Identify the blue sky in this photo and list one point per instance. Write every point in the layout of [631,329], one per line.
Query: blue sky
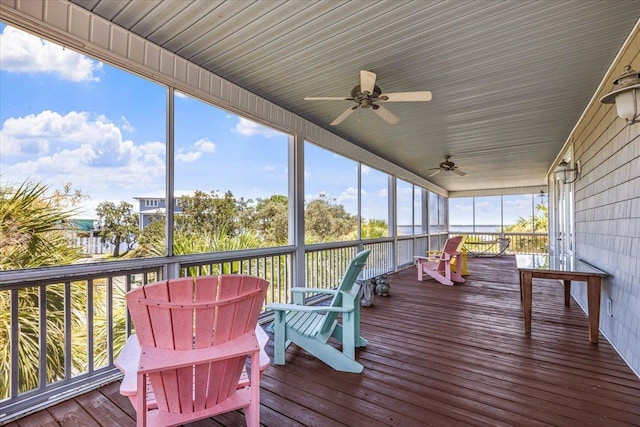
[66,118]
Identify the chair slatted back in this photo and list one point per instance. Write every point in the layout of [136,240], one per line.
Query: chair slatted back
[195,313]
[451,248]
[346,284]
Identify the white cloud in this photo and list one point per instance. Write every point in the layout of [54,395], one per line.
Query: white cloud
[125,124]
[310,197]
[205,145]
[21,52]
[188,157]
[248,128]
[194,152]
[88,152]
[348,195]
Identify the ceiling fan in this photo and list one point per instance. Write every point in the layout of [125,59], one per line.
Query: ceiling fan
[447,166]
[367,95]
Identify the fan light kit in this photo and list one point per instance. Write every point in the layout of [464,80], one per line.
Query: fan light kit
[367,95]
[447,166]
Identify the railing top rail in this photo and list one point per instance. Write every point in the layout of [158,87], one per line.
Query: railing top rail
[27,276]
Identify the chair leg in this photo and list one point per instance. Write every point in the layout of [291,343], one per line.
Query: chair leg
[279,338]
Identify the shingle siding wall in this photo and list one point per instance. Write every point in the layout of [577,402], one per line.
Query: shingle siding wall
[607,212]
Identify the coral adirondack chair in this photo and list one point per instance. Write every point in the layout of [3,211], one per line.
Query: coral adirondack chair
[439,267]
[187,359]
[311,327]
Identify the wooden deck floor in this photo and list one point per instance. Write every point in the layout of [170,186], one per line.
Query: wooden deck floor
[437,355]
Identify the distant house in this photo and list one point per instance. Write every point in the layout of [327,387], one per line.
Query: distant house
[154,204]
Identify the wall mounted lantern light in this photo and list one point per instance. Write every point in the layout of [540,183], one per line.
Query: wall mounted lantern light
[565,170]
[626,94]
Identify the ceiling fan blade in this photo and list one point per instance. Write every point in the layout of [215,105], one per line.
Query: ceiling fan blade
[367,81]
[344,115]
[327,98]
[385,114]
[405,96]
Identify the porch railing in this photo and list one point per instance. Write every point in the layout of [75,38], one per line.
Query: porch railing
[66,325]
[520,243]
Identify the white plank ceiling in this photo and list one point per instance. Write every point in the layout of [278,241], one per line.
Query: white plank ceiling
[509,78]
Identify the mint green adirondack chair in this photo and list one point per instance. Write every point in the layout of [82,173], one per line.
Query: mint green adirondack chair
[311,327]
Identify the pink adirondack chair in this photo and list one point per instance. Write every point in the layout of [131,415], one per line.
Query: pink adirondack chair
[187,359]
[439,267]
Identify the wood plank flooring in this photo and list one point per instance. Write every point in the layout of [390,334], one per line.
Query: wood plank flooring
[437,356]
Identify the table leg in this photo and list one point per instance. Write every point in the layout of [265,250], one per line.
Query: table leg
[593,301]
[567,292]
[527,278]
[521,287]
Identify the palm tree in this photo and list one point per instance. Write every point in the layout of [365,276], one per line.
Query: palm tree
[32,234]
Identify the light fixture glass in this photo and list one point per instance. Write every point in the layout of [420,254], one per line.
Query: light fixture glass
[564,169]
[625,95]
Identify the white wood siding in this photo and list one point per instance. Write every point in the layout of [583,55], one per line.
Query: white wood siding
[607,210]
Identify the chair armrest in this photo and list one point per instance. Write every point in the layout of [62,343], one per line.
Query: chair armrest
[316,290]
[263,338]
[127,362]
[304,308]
---
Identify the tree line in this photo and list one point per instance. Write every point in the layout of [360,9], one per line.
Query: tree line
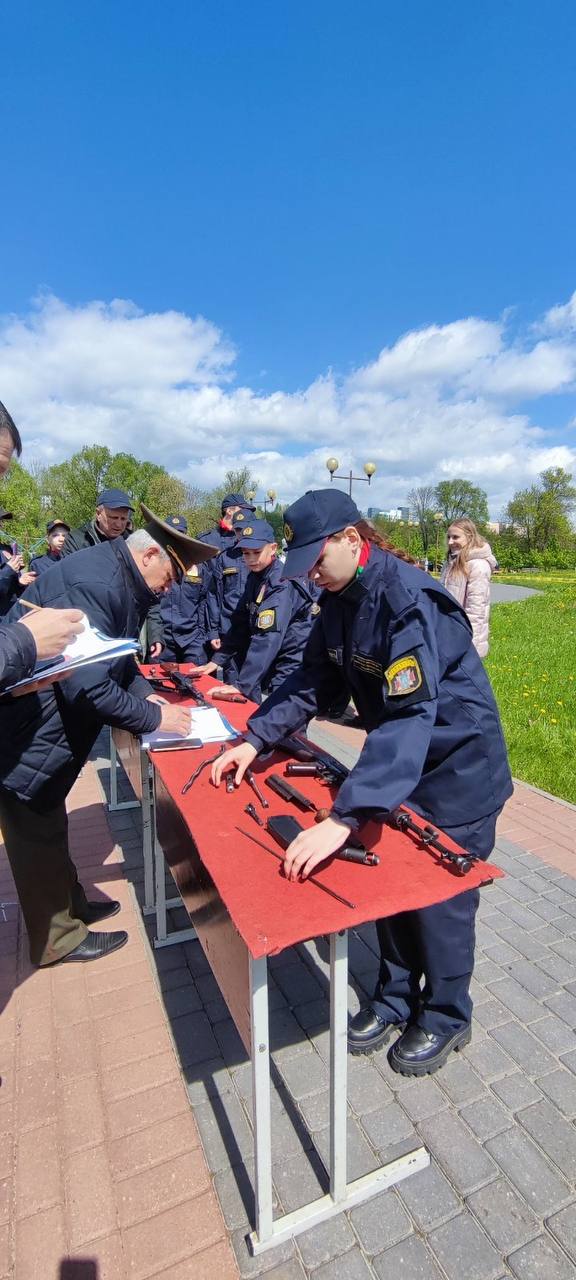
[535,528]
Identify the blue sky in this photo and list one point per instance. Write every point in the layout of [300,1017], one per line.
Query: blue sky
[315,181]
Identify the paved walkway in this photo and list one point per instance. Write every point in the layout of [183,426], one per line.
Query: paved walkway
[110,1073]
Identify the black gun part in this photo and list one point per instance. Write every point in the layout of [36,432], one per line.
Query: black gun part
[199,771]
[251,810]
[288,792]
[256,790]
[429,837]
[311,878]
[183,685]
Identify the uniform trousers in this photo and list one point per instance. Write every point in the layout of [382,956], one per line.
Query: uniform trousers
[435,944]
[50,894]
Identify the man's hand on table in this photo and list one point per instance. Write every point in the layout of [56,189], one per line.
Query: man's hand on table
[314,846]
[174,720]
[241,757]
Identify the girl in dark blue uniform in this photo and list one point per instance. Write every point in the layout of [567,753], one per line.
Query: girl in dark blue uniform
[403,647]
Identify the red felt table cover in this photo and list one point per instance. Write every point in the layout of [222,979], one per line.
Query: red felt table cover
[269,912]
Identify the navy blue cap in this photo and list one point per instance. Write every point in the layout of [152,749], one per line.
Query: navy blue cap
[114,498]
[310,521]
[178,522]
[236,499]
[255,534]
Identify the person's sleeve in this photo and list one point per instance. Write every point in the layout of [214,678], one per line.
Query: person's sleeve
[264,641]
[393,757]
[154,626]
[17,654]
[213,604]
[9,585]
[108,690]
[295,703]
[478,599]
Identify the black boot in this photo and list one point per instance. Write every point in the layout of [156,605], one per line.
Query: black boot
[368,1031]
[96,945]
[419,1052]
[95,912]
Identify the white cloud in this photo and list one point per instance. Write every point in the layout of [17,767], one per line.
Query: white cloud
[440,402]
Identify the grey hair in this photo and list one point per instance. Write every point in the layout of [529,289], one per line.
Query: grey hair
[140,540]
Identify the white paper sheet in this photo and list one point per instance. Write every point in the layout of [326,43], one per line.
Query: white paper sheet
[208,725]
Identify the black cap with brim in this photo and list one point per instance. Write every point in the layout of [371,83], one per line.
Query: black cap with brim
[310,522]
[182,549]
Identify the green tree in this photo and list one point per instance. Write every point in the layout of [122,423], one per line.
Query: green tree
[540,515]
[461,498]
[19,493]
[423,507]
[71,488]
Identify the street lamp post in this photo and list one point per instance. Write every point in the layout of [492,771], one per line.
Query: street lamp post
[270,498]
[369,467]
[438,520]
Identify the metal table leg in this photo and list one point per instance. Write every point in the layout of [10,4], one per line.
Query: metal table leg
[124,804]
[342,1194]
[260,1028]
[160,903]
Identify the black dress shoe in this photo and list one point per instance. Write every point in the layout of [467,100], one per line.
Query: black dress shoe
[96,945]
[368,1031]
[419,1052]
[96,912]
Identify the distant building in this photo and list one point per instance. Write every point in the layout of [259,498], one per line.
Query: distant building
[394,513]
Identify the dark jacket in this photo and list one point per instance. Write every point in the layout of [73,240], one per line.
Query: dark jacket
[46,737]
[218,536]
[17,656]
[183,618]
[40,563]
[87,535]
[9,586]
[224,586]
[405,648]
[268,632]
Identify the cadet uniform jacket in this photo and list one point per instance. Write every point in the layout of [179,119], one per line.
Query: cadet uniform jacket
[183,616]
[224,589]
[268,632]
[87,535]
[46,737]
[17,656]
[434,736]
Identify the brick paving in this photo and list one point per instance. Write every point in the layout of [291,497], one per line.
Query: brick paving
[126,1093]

- [Problem]: Return every line above that contains the word "paving".

- [Response to the exercise]:
Identify the brick paving in this photo and list one point per instance. Write every point in the layout of [291,497], one per line.
Query: brick paving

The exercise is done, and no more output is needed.